= Task to complete =
Copy out the data below word for word, without changing anything.
__________________________________________________
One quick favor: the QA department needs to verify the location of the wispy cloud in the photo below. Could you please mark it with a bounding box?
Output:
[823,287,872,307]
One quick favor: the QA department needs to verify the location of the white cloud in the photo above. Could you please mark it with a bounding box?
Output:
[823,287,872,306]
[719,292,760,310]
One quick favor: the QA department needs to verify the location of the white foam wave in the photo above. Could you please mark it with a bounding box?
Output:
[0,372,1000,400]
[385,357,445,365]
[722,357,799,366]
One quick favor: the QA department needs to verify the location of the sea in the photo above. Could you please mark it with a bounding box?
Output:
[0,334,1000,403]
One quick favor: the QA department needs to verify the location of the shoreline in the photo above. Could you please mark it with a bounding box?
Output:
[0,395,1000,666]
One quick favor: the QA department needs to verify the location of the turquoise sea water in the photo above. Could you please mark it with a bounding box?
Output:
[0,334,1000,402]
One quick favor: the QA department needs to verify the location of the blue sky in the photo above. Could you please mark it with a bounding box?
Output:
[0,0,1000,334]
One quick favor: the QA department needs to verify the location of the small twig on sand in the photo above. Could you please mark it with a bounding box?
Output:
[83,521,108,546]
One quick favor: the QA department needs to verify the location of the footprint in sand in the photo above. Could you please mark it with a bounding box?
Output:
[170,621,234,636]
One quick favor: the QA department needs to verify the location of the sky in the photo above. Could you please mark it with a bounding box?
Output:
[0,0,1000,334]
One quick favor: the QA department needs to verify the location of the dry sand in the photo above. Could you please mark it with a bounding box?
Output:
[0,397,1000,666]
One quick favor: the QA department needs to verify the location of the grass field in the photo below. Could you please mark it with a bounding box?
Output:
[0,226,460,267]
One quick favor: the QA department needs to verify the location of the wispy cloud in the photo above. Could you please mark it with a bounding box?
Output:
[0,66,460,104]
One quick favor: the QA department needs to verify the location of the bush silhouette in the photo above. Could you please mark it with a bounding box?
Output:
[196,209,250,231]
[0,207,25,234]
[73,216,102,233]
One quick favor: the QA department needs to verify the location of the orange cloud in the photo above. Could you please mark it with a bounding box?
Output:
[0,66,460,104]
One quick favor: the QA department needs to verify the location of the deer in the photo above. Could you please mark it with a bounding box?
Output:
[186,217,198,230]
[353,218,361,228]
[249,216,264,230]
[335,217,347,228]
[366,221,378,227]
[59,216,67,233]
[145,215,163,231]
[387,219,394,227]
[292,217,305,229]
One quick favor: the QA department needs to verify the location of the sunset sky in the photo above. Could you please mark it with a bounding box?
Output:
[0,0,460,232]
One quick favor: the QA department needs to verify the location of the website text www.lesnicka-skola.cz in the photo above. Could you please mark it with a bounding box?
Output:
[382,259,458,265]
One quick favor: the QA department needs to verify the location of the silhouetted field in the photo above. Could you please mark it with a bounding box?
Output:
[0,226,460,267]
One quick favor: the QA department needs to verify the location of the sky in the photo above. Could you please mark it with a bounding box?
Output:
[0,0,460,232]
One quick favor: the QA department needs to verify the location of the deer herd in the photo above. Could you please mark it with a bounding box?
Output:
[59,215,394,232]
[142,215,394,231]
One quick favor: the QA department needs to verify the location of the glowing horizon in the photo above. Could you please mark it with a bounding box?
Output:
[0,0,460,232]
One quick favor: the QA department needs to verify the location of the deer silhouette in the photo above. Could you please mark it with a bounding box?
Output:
__________________________________________________
= Worked solution =
One quick favor: the QA department needs to verify the location of the wispy cloud in the photo below. Could you please mark it with a bounding box?
Output:
[823,287,872,307]
One quick favor: the QA department needs to verify the location of the white cloud in the photo above. Could you please mark it with a bounding box?
Output:
[823,287,872,306]
[719,292,760,310]
One quick favor: the QA department needs to verify the location of the white foam wave in the photo above. Could you please mark it with a bounding box?
Output:
[0,372,1000,400]
[385,357,445,365]
[722,357,799,366]
One quick favor: the QA department needs to verify the location of the sea in the photo above. Could you please mark it with a bounding box?
Output:
[0,334,1000,403]
One quick favor: the QA department needs to verify the location of the shoreline in the photo above. Could you please mark it with a bounding box?
Output:
[0,395,1000,666]
One quick favor: the QA department needs to verify the location of the turquoise sea water in the photo above. Could you please mark it with a bounding box?
Output:
[0,334,1000,402]
One quick favor: the QA department needs to verify the location of the blue sky in the photo above. Could you please mark it with a bounding box?
Output:
[0,0,1000,334]
One quick favor: the QA department needs to verify the location of the small twig on sand in the photo above. Could you please mark it with a bounding box?
Output:
[83,521,108,546]
One quick favor: the QA department needs to verify the location of the footprint in sand in the photo above. Could you please mark it with a bounding box?
Output:
[170,621,234,636]
One quick favor: the QA department needs to verify the location of the sky in the photo above. Could you please mark it with a bounding box?
Output:
[0,0,1000,334]
One quick favor: the QA department needs to verify the location of the dry sand in the photo above. Could you please mark it with a bounding box?
Output:
[0,397,1000,666]
One quick favor: the QA department needs to verify the location of the grass field in the photo below. Could you please mark it with a bounding box?
Output:
[0,226,460,267]
One quick favor: the QA department needs to verify the location of the wispy cloud in the photo above. Could you please mark it with a bounding box?
Output:
[0,66,460,104]
One quick favor: the QA department needs to verify the location of the bush silhouette in the photo above. Could you please mark it with a bounding box?
Output:
[196,209,250,231]
[0,207,25,234]
[73,216,102,233]
One quick favor: the QA department needs to verify the location of the orange cloud in the photo above. Could you please mark it with a bounding box?
Output:
[0,66,460,104]
One quick favor: the QA department needs to verify the location of the deer in the photo above. Could you please mark it with a bounding box?
Output:
[186,217,198,230]
[353,218,361,228]
[249,216,264,230]
[335,217,347,228]
[366,221,378,227]
[59,216,67,233]
[145,215,163,231]
[387,219,394,227]
[292,217,305,229]
One quick favor: the QA department needs to verify the location of the sunset sky in the photo above. Could you please mark it with a bounding box?
Output:
[0,0,460,232]
One quick favor: the QA department needs to verify the location of the website text www.lesnicka-skola.cz in the photo above. Could you please mark it with a bounding box?
Output:
[382,259,458,265]
One quick favor: the QA department needs to verify the location of the silhouetted field in the photo above. Could you please mark it with a bounding box?
Output:
[0,226,460,267]
One quick favor: the QA department needs to verify the location of the sky in the photo above. Could you please mark it with a bounding box?
Output:
[0,0,460,232]
One quick favor: the QA department needs to verify the location of the deer herd in the photo above. Could you please mark it with a bounding box?
Output:
[59,215,394,232]
[142,215,394,231]
One quick favor: the QA department needs to verify the location of the glowing horizon in the photo above. Could you please mark it with a bounding box?
Output:
[0,0,460,232]
One quick favor: the QA department needs to verify the location of the deer silhouette in the photo above. Could you please mark it with a bounding box?
Output:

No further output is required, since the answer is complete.